----- Source extract

In [None]:
import random
from pathlib import Path

import pandas as pd
import tiktoken
from dotenv import load_dotenv
from spacy.lang.en import English

from discharge_summaries.preprocessing.preprocess_snomed import Snomed
from discharge_summaries.structured_data_extractors.mimic import (
    MIMICStructuredDataExtractor,
)

In [None]:
load_dotenv()

In [None]:
MIMIC_III_DIR = (
    Path.cwd().parent / "data" / "physionet.org" / "files" / "mimiciii" / "1.4"
)
AZURE_ENGINE = "gpt-3-turbo-16k"
AZURE_API_VERSION = "2023-07-01-preview"
TOKENIZER = tiktoken.get_encoding("cl100k_base")
SNOMED_DIR = Path.cwd().parent / "data" / "snomed"

In [None]:
physician_notes_df = pd.read_csv(MIMIC_III_DIR / "physician_notes.csv")
discharge_summary_df = pd.read_csv(MIMIC_III_DIR / "discharge_summaries.csv")

In [None]:
structured_data_extractor = MIMICStructuredDataExtractor(MIMIC_III_DIR)

In [None]:
hadm_ids = discharge_summary_df["HADM_ID"].unique()
random.Random(23).shuffle(hadm_ids)
hadm_id = hadm_ids[5]
hadm_id

In [None]:
physician_notes_hadm_id_df = physician_notes_df[
    physician_notes_df["HADM_ID"] == hadm_id
]
len(physician_notes_hadm_id_df)

In [None]:
structured_data_summary = structured_data_extractor.complete_prsb_discharge_summary(
    hadm_id
)
# structured_data_summary_dict = structured_data_summary.dict()
# medications_structured_data = structured_data_summary_dict.pop(
#     "medications_and_medical_devices"
# )
# procedures_structured_data = structured_data_summary_dict.pop("procedures")
print()

In [None]:
tokenizer = English().tokenizer

In [None]:
hadm_id_drugs = structured_data_extractor.prescriptions_df[
    structured_data_extractor.prescriptions_df["HADM_ID"] == hadm_id
]

In [None]:
hadm_id_drugs[hadm_id_drugs["DRUG"] == "HYDROmorphone (Dilaudid)"].sort_values(
    "STARTDATE"

----------
----- Data excerpt

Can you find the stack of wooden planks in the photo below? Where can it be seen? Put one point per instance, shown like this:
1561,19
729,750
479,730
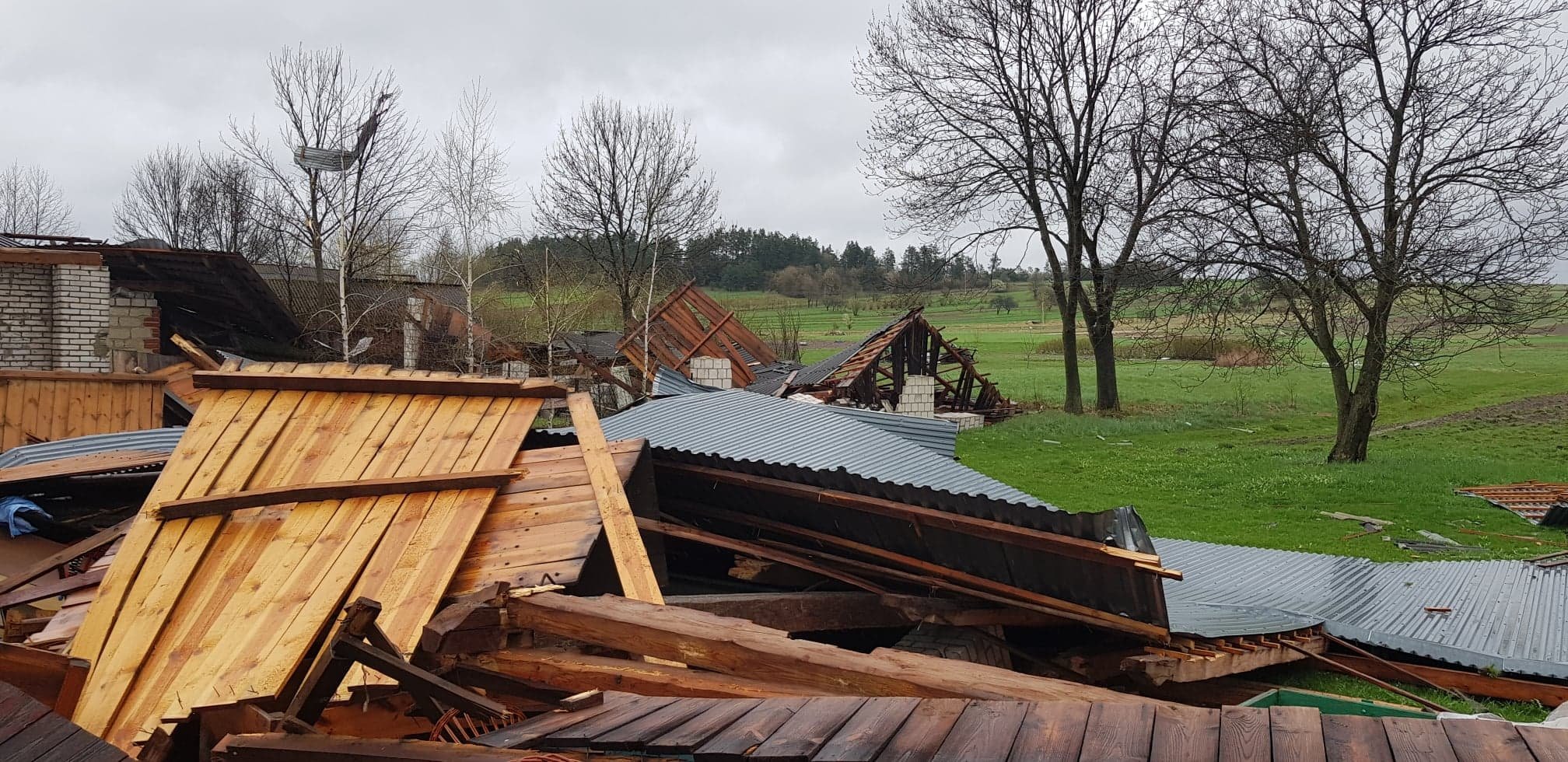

----------

■ **Questions to answer**:
A. What seed does the MIMIC notebook code pass to random.Random before shuffling the HADM_ID values?
B. Write the next part of the MIMIC notebook code, picking up after the last line shown.

■ **Task responses**:
A. 23

B.
)

In [None]:
structured_data_summary.medications_and_medical_devices.medication_change_summary_cluster

In [None]:
hadm_id_drugs_list = set(hadm_id_drugs["DRUG"].tolist())
sorted(hadm_id_drugs_list)

In [None]:
structured_data_summary.medications_and_medical_devices.medication_change_summary_cluster

In [None]:
# drug_to_cui = {drug: int(span.label_) for drug in hadm_id_drugs_list for span in whole_snomed_matcher(tokenizer(drug), as_spans=True)}
# drug_to_cui

In [None]:
for note in physician_notes_hadm_id_df["TEXT"]:
    print(note)

In [None]:
snomed = Snomed.load(SNOMED_DIR)

In [None]:
whole_snomed_matcher = snomed.get_phrase_matcher({"SNOMED CT Concept"}, tokenizer)

In [None]:
doc = tokenizer("Paracetamol")
whole_snomed_matcher(doc)

In [None]:
# for drug in hadm_id_drugs_list:
#     drug_phrase_matcher = snomed.get_phrase_matcher({drug}, tokenizer)
#     for note in physician_notes_hadm_id_df["TEXT"]:
#         if drug_phrase_matcher(tokenizer(note), as_spans=True):
#             print(drug)

In [None]:
# for drug in hadm_id_drugs_list:
#     for note in physician_notes_hadm_id_df["TEXT"]:
#         if drug.lower() in note.lower():
#             print(drug)